BEGIN

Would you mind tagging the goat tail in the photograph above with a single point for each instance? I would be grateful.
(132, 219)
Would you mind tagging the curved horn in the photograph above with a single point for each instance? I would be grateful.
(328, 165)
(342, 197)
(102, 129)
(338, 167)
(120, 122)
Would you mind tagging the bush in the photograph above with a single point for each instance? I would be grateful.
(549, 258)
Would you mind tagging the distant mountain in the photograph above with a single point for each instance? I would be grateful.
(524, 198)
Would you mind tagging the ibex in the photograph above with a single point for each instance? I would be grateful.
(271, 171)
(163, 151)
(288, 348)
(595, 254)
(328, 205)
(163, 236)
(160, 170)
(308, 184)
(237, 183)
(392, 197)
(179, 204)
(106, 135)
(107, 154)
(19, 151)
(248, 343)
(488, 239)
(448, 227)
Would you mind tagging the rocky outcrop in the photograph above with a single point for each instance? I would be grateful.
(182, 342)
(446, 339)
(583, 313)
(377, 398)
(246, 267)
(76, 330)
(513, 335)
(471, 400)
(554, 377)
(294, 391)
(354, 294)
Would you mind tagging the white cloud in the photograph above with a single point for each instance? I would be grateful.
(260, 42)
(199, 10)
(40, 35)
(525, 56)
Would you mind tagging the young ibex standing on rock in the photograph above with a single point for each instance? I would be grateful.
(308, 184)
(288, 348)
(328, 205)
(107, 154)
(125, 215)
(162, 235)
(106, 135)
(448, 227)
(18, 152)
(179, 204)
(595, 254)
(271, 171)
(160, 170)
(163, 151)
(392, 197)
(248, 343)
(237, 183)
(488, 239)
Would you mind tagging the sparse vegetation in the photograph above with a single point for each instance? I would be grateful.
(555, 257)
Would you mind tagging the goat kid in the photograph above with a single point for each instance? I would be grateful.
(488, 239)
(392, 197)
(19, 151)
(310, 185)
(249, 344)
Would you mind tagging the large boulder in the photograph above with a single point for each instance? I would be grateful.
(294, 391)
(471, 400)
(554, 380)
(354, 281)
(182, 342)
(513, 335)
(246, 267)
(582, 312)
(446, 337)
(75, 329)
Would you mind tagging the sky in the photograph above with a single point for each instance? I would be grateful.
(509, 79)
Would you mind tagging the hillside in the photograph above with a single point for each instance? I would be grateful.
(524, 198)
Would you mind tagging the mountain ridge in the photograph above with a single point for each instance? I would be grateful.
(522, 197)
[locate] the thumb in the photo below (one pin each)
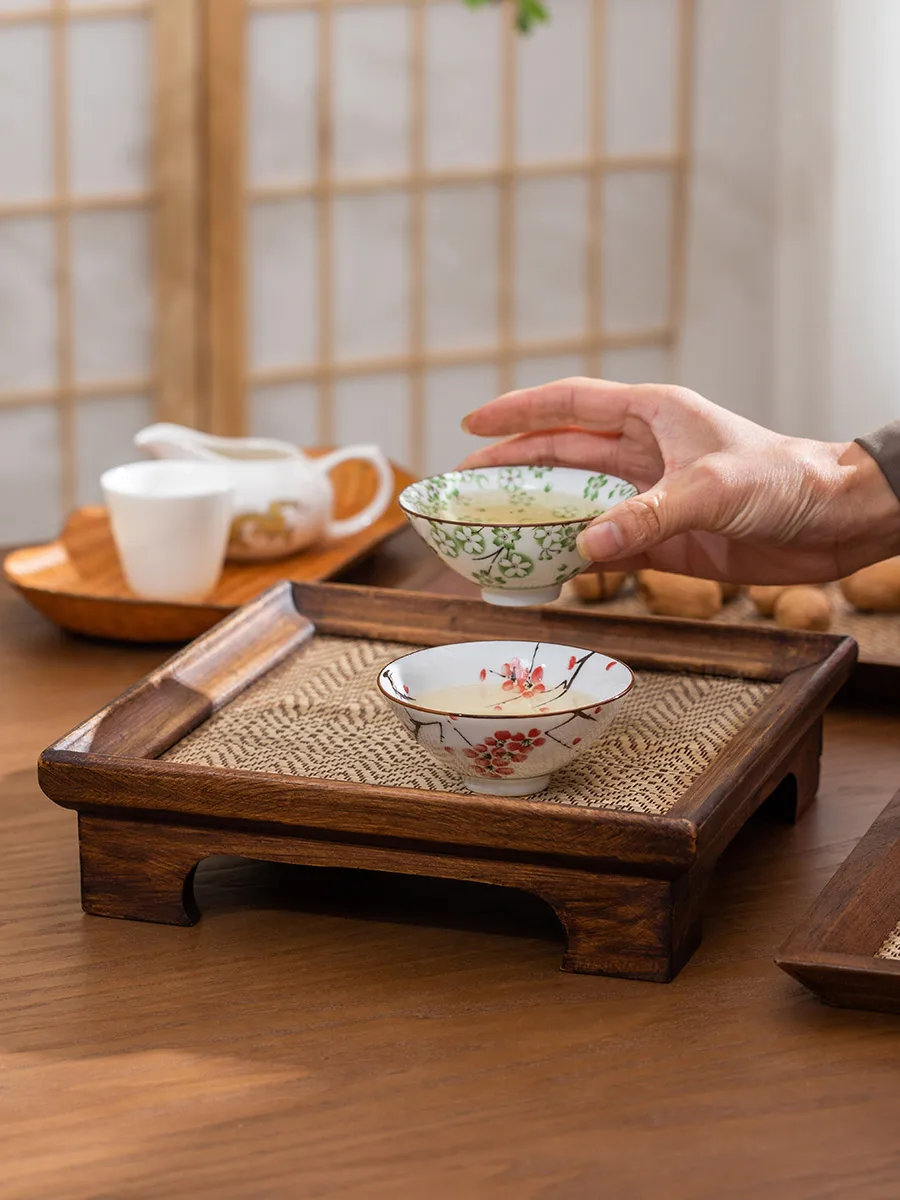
(633, 527)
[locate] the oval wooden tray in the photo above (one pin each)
(77, 583)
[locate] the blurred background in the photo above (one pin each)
(353, 221)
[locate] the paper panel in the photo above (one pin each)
(641, 40)
(463, 93)
(553, 85)
(533, 372)
(453, 393)
(461, 267)
(285, 411)
(371, 275)
(636, 250)
(112, 295)
(105, 429)
(375, 409)
(282, 283)
(28, 304)
(25, 112)
(371, 90)
(282, 96)
(109, 105)
(30, 507)
(639, 364)
(551, 257)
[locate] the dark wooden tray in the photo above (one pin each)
(628, 887)
(834, 951)
(76, 581)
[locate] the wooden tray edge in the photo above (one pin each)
(832, 949)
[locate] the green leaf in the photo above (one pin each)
(528, 12)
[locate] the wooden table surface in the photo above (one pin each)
(340, 1035)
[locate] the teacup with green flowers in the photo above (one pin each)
(511, 529)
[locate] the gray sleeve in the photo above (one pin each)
(885, 447)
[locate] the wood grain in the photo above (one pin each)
(832, 951)
(223, 304)
(628, 887)
(364, 1035)
(177, 133)
(77, 582)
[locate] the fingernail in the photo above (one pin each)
(600, 541)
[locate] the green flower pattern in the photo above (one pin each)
(507, 556)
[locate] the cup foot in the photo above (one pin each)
(508, 786)
(521, 598)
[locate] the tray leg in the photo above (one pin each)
(799, 785)
(627, 927)
(138, 871)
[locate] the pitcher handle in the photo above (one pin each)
(384, 492)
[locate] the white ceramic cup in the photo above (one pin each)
(171, 522)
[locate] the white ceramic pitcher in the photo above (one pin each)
(283, 501)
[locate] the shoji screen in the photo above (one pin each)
(417, 208)
(82, 257)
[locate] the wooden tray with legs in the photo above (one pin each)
(847, 947)
(267, 741)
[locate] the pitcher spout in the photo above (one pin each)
(168, 441)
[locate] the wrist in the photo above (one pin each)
(870, 523)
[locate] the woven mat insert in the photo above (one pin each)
(891, 946)
(877, 633)
(318, 714)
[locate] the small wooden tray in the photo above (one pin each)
(627, 883)
(847, 947)
(877, 634)
(76, 581)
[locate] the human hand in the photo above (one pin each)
(719, 497)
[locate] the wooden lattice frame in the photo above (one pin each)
(171, 197)
(228, 196)
(198, 196)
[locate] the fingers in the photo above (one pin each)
(591, 403)
(553, 448)
(676, 505)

END

■ Exercise prompt:
Rewrite all of the records above, replacing every occurrence of "above" with "provided" and leaving everything else unchanged. Omit the pictures from your answer.

■ Answer to the problem:
Would you mind tagging the goat tail in the photograph provided with a single point for each instance? I would be grateful.
(132, 219)
Would you mind tagging the curved horn in the photograph provided with a single point for each instance? I would be grateful.
(328, 165)
(342, 197)
(102, 129)
(338, 167)
(120, 122)
Would you mind tagging the bush in the photograph provided with a single point for each instance? I would be grateful.
(549, 258)
Would you mind tagging the distant mountain in the photograph provided with a single point for each instance? I would be grateful.
(524, 198)
Would you mind tagging the ibex in the photograph provided with a single point for each instance? I would be grateful.
(271, 171)
(163, 151)
(288, 348)
(595, 254)
(328, 205)
(163, 236)
(160, 170)
(308, 184)
(237, 183)
(392, 197)
(179, 204)
(106, 135)
(107, 154)
(19, 151)
(248, 343)
(488, 239)
(448, 227)
Would you mind tagging the rocky outcrop in the photograph provided with a single point for each instance? I would be grateful.
(182, 342)
(446, 339)
(583, 313)
(377, 398)
(246, 267)
(76, 330)
(513, 335)
(471, 400)
(554, 377)
(294, 391)
(354, 294)
Would you mind tagging the white cloud in the photograph provided with a single point for each instance? I would be grateful.
(260, 42)
(199, 10)
(40, 35)
(525, 56)
Would you mind tagging the young ibex standing on rock in the photograph provided with a single point for each instance? I would be grateful.
(308, 184)
(288, 348)
(328, 205)
(107, 154)
(125, 215)
(162, 235)
(106, 135)
(448, 227)
(18, 152)
(179, 204)
(595, 254)
(271, 171)
(160, 170)
(163, 151)
(392, 197)
(248, 343)
(237, 183)
(488, 239)
Would you mind tagging the sparse vegetation in the photograph provided with a single point for each instance? I would be grateful.
(555, 257)
Would you mind tagging the goat kid in the photograph provided with a single point for each instance? I would be grateful.
(488, 239)
(392, 197)
(19, 151)
(310, 185)
(249, 344)
Would you mind tagging the large boulder in the photograph provided with a single point for each instance? I would be grateful.
(294, 391)
(471, 400)
(554, 380)
(354, 281)
(182, 342)
(513, 335)
(246, 267)
(582, 312)
(446, 337)
(75, 329)
Would you mind tagging the sky in the photograph provided with a single point for each instance? I would be grateful.
(509, 79)
Would you mind tagging the hillside in the photograph provided with a single point for each instance? I would be grateful.
(524, 198)
Would you mind tagging the mountain ridge in the photograph provided with a single point for each instance? I would be grateful.
(522, 197)
[locate] the thumb in the photo below (one pin each)
(633, 527)
[locate] the oval wooden tray in the photo provided (one pin each)
(77, 583)
[locate] the blurred background in the photo provided (one pin each)
(353, 221)
[locate] the paper panel in the photo provided (one pin each)
(641, 40)
(463, 93)
(553, 85)
(533, 372)
(453, 393)
(461, 267)
(285, 411)
(371, 275)
(636, 250)
(112, 295)
(105, 429)
(375, 409)
(282, 283)
(28, 304)
(25, 112)
(371, 90)
(282, 96)
(109, 105)
(30, 507)
(639, 364)
(551, 257)
[locate] the dark wooden tray in the photo provided (one pin each)
(628, 887)
(834, 951)
(76, 581)
[locate] the wooden tray edge in the photo provided (one pin each)
(832, 949)
[locate] the green leaf in the photo provided (one pin each)
(528, 12)
[locate] the wooden table surface in the photo provided (one pin each)
(340, 1035)
[locate] the teacup with green flowers in the photo provided (one pin each)
(511, 529)
[locate] the gray sleeve in the photo provided (one pin each)
(885, 447)
[locate] the wood grain in the photo provided (one pin each)
(832, 951)
(223, 304)
(628, 887)
(364, 1035)
(177, 133)
(77, 582)
[locate] the fingernail in the photo provided (one pin each)
(600, 541)
[locate] the green flower pattern in the photo provided (one pin each)
(507, 556)
[locate] the cup foot in the photo provided (one pin each)
(508, 786)
(521, 598)
[locate] the tray leg in the photo provided (one pin each)
(799, 785)
(627, 927)
(138, 871)
[locate] the pitcher handle in the photo provided (one pin each)
(384, 492)
[locate] the white ceramic cup in the photo provided (one pin each)
(171, 522)
[locate] the white ceramic pitcher in the photo provided (one pin each)
(283, 501)
[locate] the shoji screen in the photo provided (one pin each)
(417, 208)
(82, 257)
[locate] the wooden tray with legs in the photo provided (one pin each)
(847, 947)
(267, 741)
[locate] the pitcher spout in the photo provided (one pin each)
(168, 441)
[locate] the wrist in the photo provided (one pin each)
(870, 523)
[locate] the woven mat insert in the photo provided (one pin each)
(891, 946)
(877, 633)
(318, 714)
[locate] the small wooden tray in the photo provided (one pin each)
(627, 883)
(847, 947)
(877, 634)
(76, 581)
[locate] the human hand in the photo provided (one pin each)
(719, 497)
[locate] the wooden lattice frame in the photo provided (one pin each)
(171, 197)
(228, 196)
(198, 196)
[locate] the fingers in the photo provided (one pin each)
(591, 403)
(553, 448)
(676, 505)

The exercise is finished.